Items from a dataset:
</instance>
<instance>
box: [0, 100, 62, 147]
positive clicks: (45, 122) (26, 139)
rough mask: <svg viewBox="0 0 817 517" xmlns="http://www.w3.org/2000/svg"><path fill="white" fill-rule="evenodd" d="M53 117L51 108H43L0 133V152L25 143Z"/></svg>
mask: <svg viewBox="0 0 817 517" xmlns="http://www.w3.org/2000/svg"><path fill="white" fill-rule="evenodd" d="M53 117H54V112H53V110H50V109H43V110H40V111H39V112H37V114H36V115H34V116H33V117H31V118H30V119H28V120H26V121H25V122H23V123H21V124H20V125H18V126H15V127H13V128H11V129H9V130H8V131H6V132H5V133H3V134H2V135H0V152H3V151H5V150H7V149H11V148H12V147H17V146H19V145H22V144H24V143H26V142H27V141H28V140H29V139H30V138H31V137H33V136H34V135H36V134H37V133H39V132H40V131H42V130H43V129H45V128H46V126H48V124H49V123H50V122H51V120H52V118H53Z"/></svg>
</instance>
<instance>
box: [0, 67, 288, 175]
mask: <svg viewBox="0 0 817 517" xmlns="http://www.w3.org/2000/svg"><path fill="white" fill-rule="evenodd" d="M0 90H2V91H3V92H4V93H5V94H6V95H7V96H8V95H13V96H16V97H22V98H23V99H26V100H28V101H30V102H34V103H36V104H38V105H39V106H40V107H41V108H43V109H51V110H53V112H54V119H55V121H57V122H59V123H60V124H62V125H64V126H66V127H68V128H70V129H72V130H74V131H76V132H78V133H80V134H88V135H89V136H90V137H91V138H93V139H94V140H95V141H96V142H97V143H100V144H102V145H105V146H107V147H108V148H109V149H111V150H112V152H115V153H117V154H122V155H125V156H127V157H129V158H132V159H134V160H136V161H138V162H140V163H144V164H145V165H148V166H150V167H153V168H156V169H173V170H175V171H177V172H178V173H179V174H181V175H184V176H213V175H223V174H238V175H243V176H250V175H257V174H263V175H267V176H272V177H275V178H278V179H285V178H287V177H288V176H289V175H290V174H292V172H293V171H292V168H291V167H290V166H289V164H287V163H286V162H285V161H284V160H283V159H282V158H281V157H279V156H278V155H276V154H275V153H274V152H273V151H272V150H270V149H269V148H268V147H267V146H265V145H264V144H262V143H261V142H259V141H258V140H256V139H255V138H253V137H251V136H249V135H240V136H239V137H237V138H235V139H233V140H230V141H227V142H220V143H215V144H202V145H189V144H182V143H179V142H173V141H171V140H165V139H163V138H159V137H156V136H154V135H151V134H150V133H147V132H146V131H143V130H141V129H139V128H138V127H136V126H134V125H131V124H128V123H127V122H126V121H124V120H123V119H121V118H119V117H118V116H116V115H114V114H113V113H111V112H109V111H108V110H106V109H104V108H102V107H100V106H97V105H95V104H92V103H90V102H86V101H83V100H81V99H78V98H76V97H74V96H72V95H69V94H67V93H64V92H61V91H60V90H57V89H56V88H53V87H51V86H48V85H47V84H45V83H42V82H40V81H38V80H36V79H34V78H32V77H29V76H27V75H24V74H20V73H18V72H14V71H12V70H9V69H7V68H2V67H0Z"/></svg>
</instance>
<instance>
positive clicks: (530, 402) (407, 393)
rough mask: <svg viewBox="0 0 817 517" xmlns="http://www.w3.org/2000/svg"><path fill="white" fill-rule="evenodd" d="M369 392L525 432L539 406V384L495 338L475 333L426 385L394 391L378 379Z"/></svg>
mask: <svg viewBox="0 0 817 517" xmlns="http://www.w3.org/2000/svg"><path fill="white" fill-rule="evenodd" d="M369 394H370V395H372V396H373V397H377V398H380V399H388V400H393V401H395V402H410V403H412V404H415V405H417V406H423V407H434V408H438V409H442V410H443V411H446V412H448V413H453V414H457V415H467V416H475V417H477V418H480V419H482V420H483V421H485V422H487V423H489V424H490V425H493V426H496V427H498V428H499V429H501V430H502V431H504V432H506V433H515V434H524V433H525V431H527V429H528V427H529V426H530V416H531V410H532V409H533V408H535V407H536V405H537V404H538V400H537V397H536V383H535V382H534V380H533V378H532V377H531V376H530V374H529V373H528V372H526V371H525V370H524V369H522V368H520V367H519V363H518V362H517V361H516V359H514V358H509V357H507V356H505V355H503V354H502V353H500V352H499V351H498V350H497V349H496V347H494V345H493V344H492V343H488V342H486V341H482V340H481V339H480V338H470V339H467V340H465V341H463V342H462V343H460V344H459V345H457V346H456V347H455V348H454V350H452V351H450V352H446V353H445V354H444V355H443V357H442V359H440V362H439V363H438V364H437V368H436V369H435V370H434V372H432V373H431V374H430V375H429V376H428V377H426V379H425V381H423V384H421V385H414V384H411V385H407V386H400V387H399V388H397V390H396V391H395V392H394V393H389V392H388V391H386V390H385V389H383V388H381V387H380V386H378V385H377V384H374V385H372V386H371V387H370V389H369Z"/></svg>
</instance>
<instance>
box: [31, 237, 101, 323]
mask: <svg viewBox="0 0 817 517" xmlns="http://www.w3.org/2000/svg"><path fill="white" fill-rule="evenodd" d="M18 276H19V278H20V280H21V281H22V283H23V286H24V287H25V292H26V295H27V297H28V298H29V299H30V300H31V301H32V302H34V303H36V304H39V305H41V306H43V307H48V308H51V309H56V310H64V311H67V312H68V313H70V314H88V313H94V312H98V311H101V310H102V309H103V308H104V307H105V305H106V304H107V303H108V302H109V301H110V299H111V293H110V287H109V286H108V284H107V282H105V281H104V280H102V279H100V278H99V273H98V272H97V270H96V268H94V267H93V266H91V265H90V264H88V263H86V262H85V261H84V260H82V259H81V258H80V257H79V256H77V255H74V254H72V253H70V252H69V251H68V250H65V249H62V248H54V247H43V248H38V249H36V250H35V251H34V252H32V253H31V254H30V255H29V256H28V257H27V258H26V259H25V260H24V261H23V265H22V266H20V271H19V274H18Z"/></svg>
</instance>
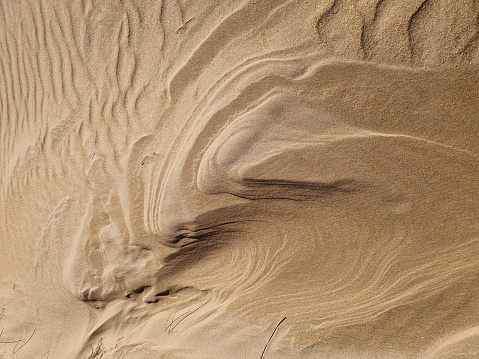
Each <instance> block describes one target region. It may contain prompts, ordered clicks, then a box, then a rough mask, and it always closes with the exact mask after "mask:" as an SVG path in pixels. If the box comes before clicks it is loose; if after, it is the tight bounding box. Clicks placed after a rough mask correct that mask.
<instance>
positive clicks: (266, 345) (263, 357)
mask: <svg viewBox="0 0 479 359" xmlns="http://www.w3.org/2000/svg"><path fill="white" fill-rule="evenodd" d="M285 319H286V317H284V318H283V319H281V321H280V322H279V323H278V325H276V328H274V330H273V333H272V334H271V336H270V337H269V339H268V342H267V343H266V345H265V346H264V349H263V353H261V359H263V358H264V354H265V353H266V348H268V344H269V342H270V341H271V339H273V335H274V334H275V333H276V331H277V330H278V327H279V326H280V325H281V323H283V322H284V321H285Z"/></svg>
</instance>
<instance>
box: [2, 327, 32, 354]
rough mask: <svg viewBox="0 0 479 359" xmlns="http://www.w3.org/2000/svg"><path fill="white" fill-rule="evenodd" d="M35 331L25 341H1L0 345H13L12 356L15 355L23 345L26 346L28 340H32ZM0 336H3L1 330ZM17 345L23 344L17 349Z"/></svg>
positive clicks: (2, 332) (13, 340)
mask: <svg viewBox="0 0 479 359" xmlns="http://www.w3.org/2000/svg"><path fill="white" fill-rule="evenodd" d="M35 330H37V328H34V329H33V332H32V335H30V337H29V338H28V339H27V340H23V339H18V340H12V341H1V342H0V343H1V344H15V347H14V348H13V354H16V353H17V352H18V351H19V350H20V349H22V348H23V347H24V346H25V345H27V343H28V342H29V341H30V339H32V337H33V334H35ZM2 334H3V329H2ZM19 343H23V344H22V345H20V347H18V348H17V346H18V344H19Z"/></svg>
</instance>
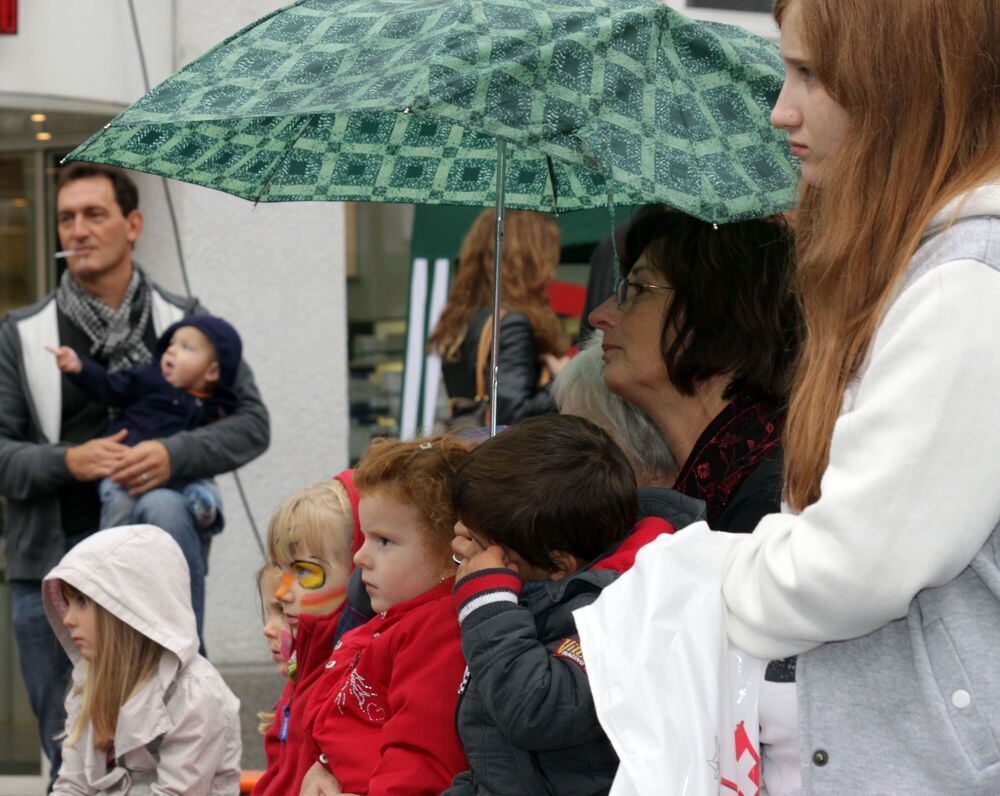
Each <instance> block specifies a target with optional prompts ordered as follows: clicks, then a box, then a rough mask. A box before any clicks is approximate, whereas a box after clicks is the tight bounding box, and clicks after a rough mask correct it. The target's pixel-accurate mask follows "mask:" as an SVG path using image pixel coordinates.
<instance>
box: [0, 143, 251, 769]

■ WORK ITEM
Lines after the one containing "positive clicks: (45, 122) (26, 139)" are not wanted; repeat exactly each line above from the first up to and including it.

■ TASK OUTPUT
</instance>
<instance>
box: [0, 100, 62, 147]
positive clicks: (45, 122) (26, 139)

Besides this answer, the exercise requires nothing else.